Bei einer Story, die Figuren-driven ist, können ausschließlich ganz genau diese Figuren und keine anderen die Handlung ausführen, allgemein ist auch das Innenleben und die persönlichen Belange der Figuren wichtiger, als irgendeine große Weltenrettungsstory. - Eine Geschichte nach diesem Modell funktioniert auch schon mal eher aus Sicht nur eines Perspektiventrägers. Gibt es z.B. zufälligerweise gerade einen Krieg, kann der auch als Rahmenhandlung dienen, aber man braucht dann nicht x-Perspektiventräger, um alle Aspekte dieses Krieges, die dafür irgendwie wichtig sein könnten, zu zeigen. Wichtig ist/sind halt nur der/die Perspektiventräger und was dem gerade zustößt und wie sich z.B. der Krieg gerade auf sein Leben auswirkt und mit den persönlichen Problemen vermischt. Ob nun die ein oder andere Seite den Krieg gewinnt, ist für die Geschichte an sich aber womöglich total nebensächlich.

FeeamPC

Ich mag beides und benutze beides. Entweder ein einziger Perspektiventräger, dessen Sichtweise konsequent durchgehalten wird, oder mehrere, die relativ gleichwertig sind, z.B. die verschiedenen Mitglieder einer Familie. Manchmal lasse ich sogar dieselbe Szene aus verschiedenen Blickwinkeln durchspielen.

canis lupus niger

Geht mir genauso.

Ich habe jetzt mit allem experimentiert: Ein Protagonist- eine Erzählperspektive, ein Protagonist -  mehrere wechselnde Erzählperspektiven. Vier Protagonisten - vier wechselnde Erzählperspektiven.

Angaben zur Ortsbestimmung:
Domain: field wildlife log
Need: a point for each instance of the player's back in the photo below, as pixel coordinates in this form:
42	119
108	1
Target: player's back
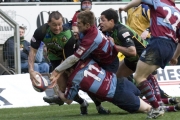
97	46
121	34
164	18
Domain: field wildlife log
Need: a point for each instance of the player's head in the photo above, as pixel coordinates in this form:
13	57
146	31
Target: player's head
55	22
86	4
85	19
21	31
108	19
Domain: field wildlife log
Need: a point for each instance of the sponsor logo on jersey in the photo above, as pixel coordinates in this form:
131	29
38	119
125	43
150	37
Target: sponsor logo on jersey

* * *

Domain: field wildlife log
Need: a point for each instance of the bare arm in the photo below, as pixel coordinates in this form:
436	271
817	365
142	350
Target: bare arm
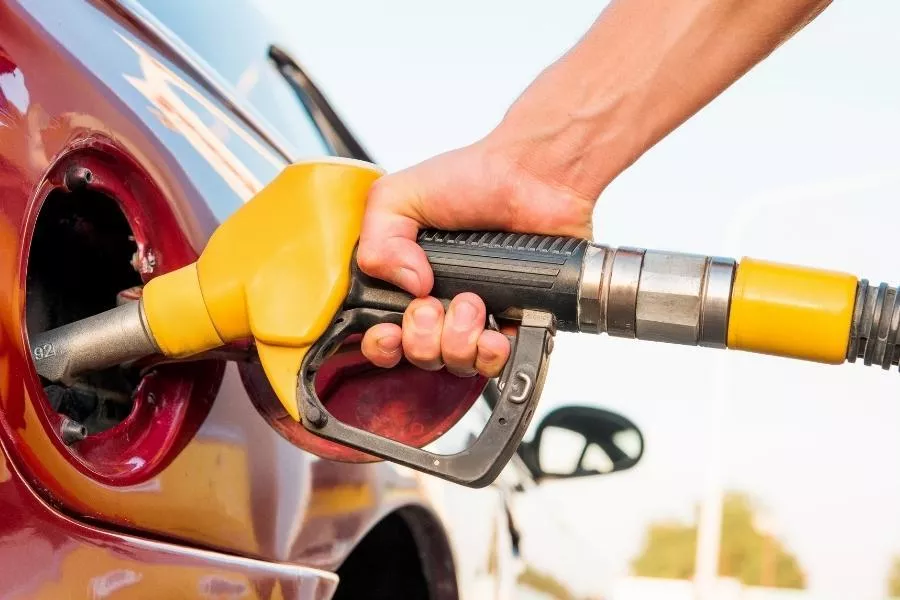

--

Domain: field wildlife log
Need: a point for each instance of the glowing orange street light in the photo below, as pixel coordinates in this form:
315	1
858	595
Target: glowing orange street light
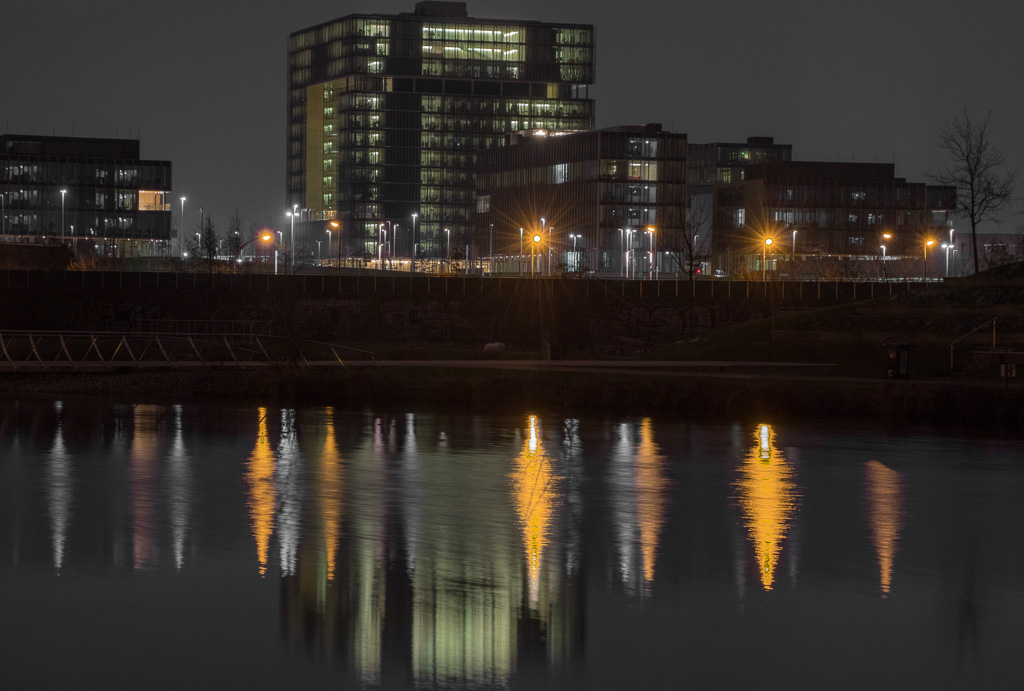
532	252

ZU ERLEDIGENDE AUFGABEN:
1. Welche Figuren können laut dem Textauszug zur Erzählperspektive in einer Story, die Figuren-driven ist, die Handlung ausführen?
2. Knüpfen Sie an das Ende des Textauszugs zur Erzählperspektive an und schreiben Sie ihn weiter.
Die Daten werden hierfür nicht benötigt.

ANTWORTEN DER REIHE NACH:
1. Ausschließlich ganz genau diese Figuren und keine anderen.

2.
Mir selber haben alle Modelle mehr oder weniger gefallen. Die Kritiker haben sich teils positiv, teils negativ dazu geäußert, zum selben Text teils völlig gegensätzlich. Deshalb denke ich einfach, dass diese eine Mode- und Geschmacksfrage ist. Jemanden, dessen Erlebnisse oder Schicksal ich als Leser verfolgen kann, brauche ich aber. Zumindest habe ich noch keinen Roman gelesen, in dem es gar keinen Protagonisten gab, und kann mir auch nicht vorstellen, dass das funktionieren würde.

Zit

#51
Zitat von: Romy am 30. Dezember 2012, 03:02:59
Wer keine Perspektive hat ist Nebenfigur.

Holmes ist aber keine Nebenfigur, er ist der Protagonist, auch wenn Watson der Perspektivträger (und zweite Hauptfigur) ist. Lestrade ist aber eine (konstante) Nebenfigur und Moriarty der Antagonist, wenngleich er persönlich selten auftritt. So einfach ist es dann doch nicht.
"I think therefore I am
getting a headache."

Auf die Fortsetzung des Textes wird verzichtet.